PROBLEM DESCRIPTION: Copy all of the material below, requests included. Scale every polygon vertex coordinate in the answers by 0.85, rounding to whole numbers with halves going up, and leave the numbers in the requests and their format samples as they are.
##### GIVEN RECORDS
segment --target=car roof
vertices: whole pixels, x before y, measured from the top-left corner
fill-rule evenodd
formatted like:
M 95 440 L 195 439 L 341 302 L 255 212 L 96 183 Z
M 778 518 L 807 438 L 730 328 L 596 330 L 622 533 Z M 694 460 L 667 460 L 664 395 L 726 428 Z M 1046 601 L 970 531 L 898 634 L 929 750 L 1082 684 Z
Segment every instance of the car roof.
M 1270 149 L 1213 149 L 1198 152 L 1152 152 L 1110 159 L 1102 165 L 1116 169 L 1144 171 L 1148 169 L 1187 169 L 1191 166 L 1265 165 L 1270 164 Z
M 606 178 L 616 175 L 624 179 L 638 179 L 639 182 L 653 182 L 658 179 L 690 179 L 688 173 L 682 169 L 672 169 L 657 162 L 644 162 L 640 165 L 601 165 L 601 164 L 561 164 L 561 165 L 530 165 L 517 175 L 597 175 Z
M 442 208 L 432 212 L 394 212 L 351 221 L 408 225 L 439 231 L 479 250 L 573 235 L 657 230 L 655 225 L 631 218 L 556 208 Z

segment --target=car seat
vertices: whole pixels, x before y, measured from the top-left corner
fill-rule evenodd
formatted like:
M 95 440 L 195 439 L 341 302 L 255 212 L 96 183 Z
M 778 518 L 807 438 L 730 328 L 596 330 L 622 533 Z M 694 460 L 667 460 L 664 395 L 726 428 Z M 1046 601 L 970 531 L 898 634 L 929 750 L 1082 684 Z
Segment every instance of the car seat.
##########
TASK OUTPUT:
segment --target=car roof
vertices: whole pixels, x before y, measured from the top-left corner
fill-rule evenodd
formatted like:
M 95 440 L 195 439 L 341 302 L 255 212 L 96 183 Z
M 778 518 L 807 438 L 730 328 L 596 330 L 622 533 Z M 694 460 L 667 460 L 664 395 L 726 428 Z M 1046 601 L 970 531 L 898 634 L 929 750 L 1082 684 Z
Segment every instance of the car roof.
M 1080 127 L 1031 127 L 1018 129 L 979 129 L 944 135 L 937 140 L 949 144 L 972 145 L 976 144 L 1009 144 L 1012 141 L 1075 140 L 1080 139 Z
M 515 151 L 524 149 L 530 152 L 542 152 L 543 155 L 555 155 L 559 152 L 587 152 L 585 147 L 580 144 L 571 144 L 558 138 L 547 138 L 544 140 L 511 140 L 511 139 L 477 139 L 477 140 L 451 140 L 439 149 L 507 149 Z
M 376 177 L 367 180 L 335 180 L 298 188 L 347 191 L 373 196 L 407 213 L 487 200 L 558 196 L 557 191 L 536 185 L 473 177 Z

segment --target=car seat
vertices: whole pixels, x before y, measured from the top-left corner
fill-rule evenodd
formatted like:
M 95 440 L 195 439 L 341 302 L 255 212 L 96 183 Z
M 778 518 L 807 438 L 730 328 L 596 330 L 622 533 Z M 694 460 L 667 460 L 664 395 L 726 428 Z M 1046 601 L 970 531 L 898 634 L 929 750 L 1082 684 Z
Segment every instance of the car seat.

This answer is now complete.